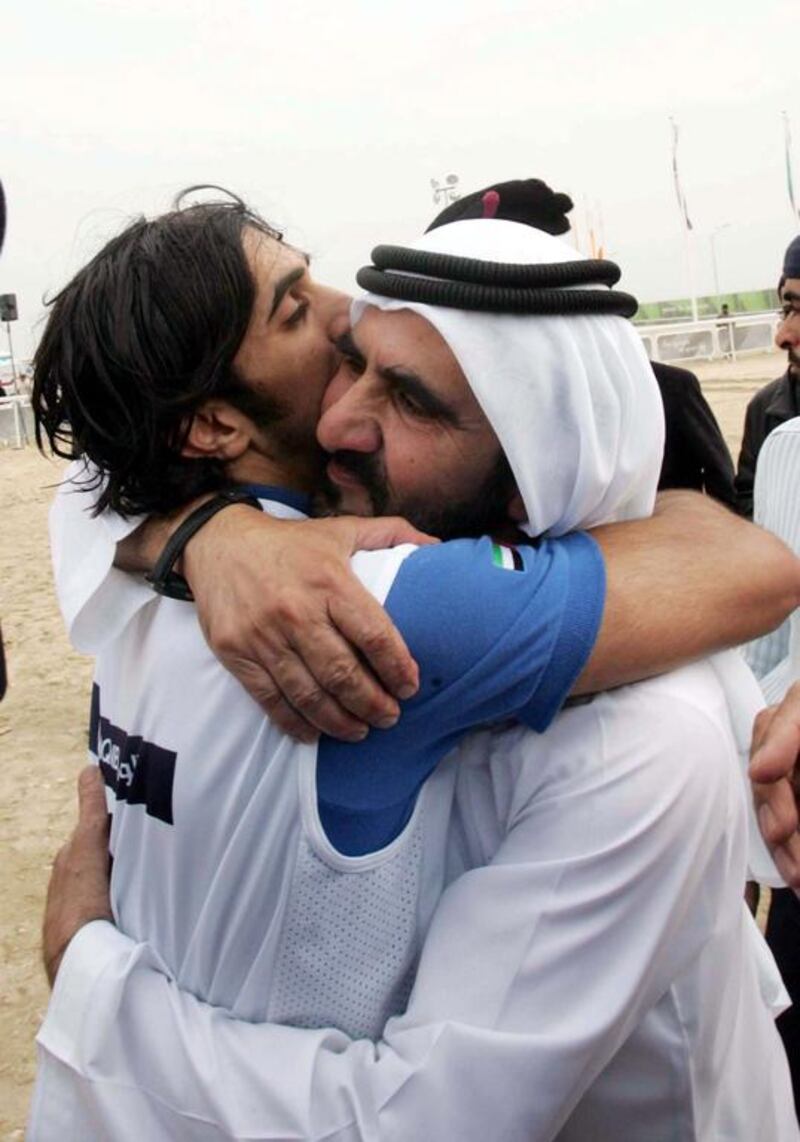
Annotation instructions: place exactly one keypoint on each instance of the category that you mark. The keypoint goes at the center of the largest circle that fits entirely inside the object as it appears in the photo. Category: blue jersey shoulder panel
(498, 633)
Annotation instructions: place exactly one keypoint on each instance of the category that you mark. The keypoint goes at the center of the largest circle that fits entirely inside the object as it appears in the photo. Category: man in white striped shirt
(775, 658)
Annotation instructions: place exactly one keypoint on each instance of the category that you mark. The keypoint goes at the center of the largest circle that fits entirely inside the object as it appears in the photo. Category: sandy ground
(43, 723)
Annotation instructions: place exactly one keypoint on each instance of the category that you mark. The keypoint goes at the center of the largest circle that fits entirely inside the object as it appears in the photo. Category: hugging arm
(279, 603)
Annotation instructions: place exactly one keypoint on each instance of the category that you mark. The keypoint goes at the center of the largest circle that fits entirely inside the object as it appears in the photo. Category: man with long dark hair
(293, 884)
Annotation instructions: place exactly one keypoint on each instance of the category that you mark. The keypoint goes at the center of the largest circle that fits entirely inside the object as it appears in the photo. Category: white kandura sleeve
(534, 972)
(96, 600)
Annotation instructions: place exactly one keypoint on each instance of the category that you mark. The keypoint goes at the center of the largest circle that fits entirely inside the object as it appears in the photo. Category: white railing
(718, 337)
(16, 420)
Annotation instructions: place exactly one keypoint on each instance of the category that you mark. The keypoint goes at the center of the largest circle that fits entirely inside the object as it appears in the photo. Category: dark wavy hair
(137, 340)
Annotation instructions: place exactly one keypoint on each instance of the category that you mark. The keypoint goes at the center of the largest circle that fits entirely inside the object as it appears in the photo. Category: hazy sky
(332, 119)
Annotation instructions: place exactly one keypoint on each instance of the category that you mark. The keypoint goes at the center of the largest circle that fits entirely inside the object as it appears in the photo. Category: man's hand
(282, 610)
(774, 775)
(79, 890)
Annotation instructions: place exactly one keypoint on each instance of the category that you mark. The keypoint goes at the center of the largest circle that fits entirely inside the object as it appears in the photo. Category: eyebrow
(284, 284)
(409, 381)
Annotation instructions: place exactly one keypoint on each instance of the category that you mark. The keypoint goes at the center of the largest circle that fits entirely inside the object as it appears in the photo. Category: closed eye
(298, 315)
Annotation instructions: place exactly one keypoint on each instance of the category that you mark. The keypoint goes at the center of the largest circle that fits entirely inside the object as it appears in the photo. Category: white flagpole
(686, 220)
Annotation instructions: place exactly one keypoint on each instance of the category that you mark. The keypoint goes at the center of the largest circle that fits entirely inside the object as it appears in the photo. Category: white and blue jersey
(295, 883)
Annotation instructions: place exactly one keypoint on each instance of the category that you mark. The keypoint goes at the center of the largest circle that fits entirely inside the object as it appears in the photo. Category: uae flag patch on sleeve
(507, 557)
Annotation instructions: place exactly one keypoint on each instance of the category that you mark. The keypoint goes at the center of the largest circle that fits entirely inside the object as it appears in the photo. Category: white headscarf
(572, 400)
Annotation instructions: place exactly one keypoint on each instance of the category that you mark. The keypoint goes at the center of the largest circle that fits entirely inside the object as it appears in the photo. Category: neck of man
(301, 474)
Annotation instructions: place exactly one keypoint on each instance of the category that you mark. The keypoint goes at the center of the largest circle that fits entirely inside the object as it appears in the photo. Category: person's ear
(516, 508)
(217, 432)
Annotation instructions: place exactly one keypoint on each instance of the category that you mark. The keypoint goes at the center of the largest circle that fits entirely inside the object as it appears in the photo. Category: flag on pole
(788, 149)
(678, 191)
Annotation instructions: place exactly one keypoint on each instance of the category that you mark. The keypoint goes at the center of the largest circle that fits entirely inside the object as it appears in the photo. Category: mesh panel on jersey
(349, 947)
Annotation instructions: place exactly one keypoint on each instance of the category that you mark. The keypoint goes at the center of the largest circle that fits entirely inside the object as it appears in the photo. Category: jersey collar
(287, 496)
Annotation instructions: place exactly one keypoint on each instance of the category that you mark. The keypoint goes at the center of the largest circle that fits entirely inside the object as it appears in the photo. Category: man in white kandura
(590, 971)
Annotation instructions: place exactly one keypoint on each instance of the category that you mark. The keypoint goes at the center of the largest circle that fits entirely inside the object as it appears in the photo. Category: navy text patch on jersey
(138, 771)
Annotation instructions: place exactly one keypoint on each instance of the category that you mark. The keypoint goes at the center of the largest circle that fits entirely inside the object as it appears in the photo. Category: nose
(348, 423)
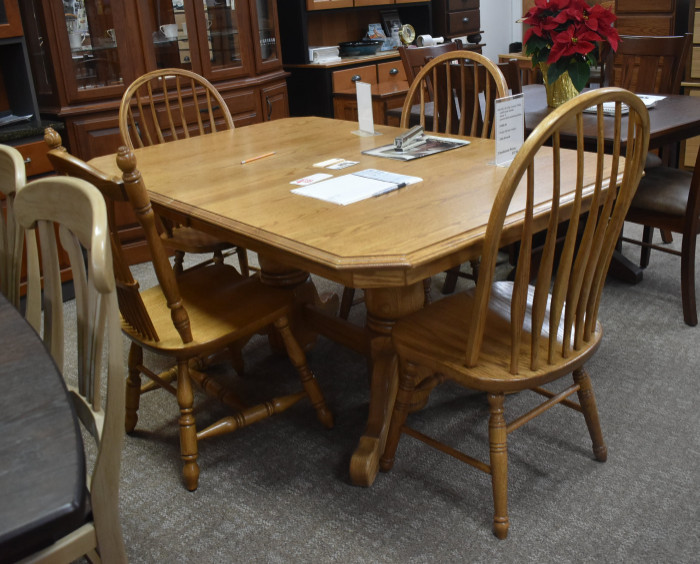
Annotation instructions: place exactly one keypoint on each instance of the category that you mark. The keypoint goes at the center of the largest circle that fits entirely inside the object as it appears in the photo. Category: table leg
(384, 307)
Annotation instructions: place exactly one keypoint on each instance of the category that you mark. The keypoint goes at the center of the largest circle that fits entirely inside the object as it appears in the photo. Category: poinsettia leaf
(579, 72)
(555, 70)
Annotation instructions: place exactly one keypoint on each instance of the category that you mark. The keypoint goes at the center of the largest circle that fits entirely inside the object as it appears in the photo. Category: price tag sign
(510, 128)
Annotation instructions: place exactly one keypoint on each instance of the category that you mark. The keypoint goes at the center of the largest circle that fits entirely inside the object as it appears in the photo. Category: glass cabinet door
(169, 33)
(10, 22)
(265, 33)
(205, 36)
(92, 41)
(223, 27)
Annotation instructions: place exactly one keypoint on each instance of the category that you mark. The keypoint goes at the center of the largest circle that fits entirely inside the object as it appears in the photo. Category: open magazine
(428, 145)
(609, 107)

What is required
Restate the records above word for word, without the pictures.

Response
Annotation instructions: place exactly one keypoint on each instance of the category that you mark. The keypoint goes at the center of the largest circle that fits entirely inside the object as it appears in the photo. Category: blue jersey shoulder panel
(498, 633)
Annotation instructions: place exactly one keypoint on each instance of the category that you mark. The keypoint goes at the center of the largest circle that fits entirely inside the object as it appears in the photo. Category: man in white striped shirt
(775, 658)
Annotation instructions: place exactly one keypoint on each instance of the category that you mark. The keypoint goes at the center of the largest circle that fits entirely inside the object as it appears in the photo. Category: sandy ground
(43, 723)
Annotation instructions: place exactly one keypoint on each instance of the category that you mark. The keypoint goes at the center of the largest circle that fits entirely inside the object as it appears in the photo. Category: hugging arm
(279, 603)
Annotation instructions: place exactly one keypoint on each instance of the category that you mark. The keypoint goes at the center of the largest circle that fits entirely inside the object as it appears in the photo. Category: man with long dark hair
(293, 884)
Annotation instructions: place exactly one keypoint on each instance of the category that you mark. The keypoint goes at the center of the largest circle that fits entirely inside the object as it appears in the photo. Category: white kandura sleeve
(534, 972)
(96, 600)
Annotation instructions: place exactly one keypoint on each instance of the category that you mark. The keypoint goes at the center of the largest circle that fits entirely inside the object as it appears in the photo. Category: white railing
(718, 337)
(16, 420)
Annotation instructions: place exactly one keypoint on each instance of the category that you mark. The keypoint goes at the center of the largest circle that fits entirely inside the object as it appears in the photo. Category: dark wavy hair
(137, 340)
Annotation instructions: place exactly one keypoint on each instance of the category that you mark. The keypoint goes at the center of the largest circle that fits entirely inside the object as it appears in the photo. Category: hazy sky
(332, 119)
Annotation instructions: place exactly one keypoint on each instance of the category that you mark. The keypoint goes at the center of the largest circle that fits entirely inside the object as it appears in the photo. Category: man's hand
(282, 610)
(774, 775)
(79, 890)
Annotation instructions: place exactly one keypoint on each instance of the category that you mark. The keypoint goes at the center of the largest circle that fits entirely inside the object as it appears in the photo. Category: eyebrow
(284, 284)
(409, 381)
Annotation instructions: place exactly one keypoint on each instance of the category that you mark. The keypoint goes at the center of the largest circle that fits entirely inside the object as it appears in the photo. Category: closed eye
(298, 315)
Annotation instructions: place exactly one keypoint on each instance of the category that you mark. The keypoint goes at the center of the largest circle that fits entirely inside the object as it appears in the photo. Category: white flagpole
(686, 220)
Annotation instructions: place exactly one keypoint on each instance of the category that you mark. The keypoint goes at the center of the largest circle that fits entirely inside the object as it appears in the photo. Category: white and blue jersey
(295, 883)
Annotation instructions: place exactly one keypoint on each instance of the category that you mark. The keypoint goes at the center of the largest circle that fits entirely inside the object as it appears in the photo. Category: uae flag patch on sleeve
(507, 557)
Annotation instructions: place exactly one keypoint on each instance of the category that you mark. The keypoint goes at the center of the largest circle that fits entirely inside the object as it appears in the photo. Category: white headscarf
(572, 400)
Annotation instructions: place exactly one keypoint on each instance of the category that you mark. The keypoint goes at the center of the largest circle that fits entirely inside the object as it appears in the photo. Category: neck of man
(301, 474)
Annotation instructions: place exactly one keypoint on each instance of the category that you mark. The keypoint goes at the center of the largest circle that fits entirely inside the object as it appears in the photo. Category: person's ear
(516, 508)
(217, 432)
Annotation instructions: place exactly one keypoint on each instance of the category that you mark. The keypoint goes at the center of the largest circle that fits entirely inside the object as it appears in the photo. Category: flag on pole
(788, 149)
(678, 191)
Annotation instructions: place exactly one keypoint on each instance of the category that you mark. The keypoint goes at the center of the largest circle that fits entirely inside the object as it appears in the photo. Category: mesh panel on jersey
(349, 947)
Annotation instructions: place exactly one keypoint on each instance of the category that you mark. The keypoint goes at the center of the largest circle that fits entirely inside the object as it appears in the photo. Category: jersey collar
(287, 496)
Annotation instructions: place exactly one keypoint on each instance of the category that you mark. The keypoint goes at the center of the largest circle that fits entirely inside the object as it appears in the photo. Category: man in white kandura
(590, 971)
Annotation instructions: place exactly one keypoint on each instance of the category that you mark. The keypoint goes at the center of the largest circle that fits entirely inside the object as it appears in the photo. Category: navy text patch on jersey
(138, 771)
Annotation instructions: place exactly one keypoint on each instance of the category that you mark. The keypoint goes at the center of the largest circle that fits entirely inside the object as it appears in the photo. Category: nose
(348, 423)
Annotation instructions: place exactly one keypoint on each instance of the category that you mark. The keypoint goes at the center of the largest circle that fits entirely inside the object as it appears in the photo. Category: table leg
(384, 307)
Annotation instructions: place exactly one keypoint on each instance of the category that you mark. The keypoint goes at the center of the largest circle that fits entirely inside the object as it appears in the photo. Category: poinsettia leaf
(579, 72)
(555, 70)
Annotation instructions: place exactly one keypoint on each instance of the category that you mark. The keypoint goes at the center of the largest circle that fits entirely inside the object as it appears in the photo. Category: price tag sign
(510, 128)
Annotation instructions: place exactly one keypoint on each instance of the category that you mark. The keypoint goes at the center of the largest circle that fits entirely inside the object as it appears in the photo. Category: glass cabinet door
(169, 33)
(10, 22)
(265, 33)
(205, 36)
(92, 41)
(223, 27)
Annotation instructions: place exactly one keypoint on each instance of the category that you mark. The keypoint goes at the center of the largest circle that fits entirely inside the object as it appears in the photo. Category: open magazine
(428, 145)
(609, 107)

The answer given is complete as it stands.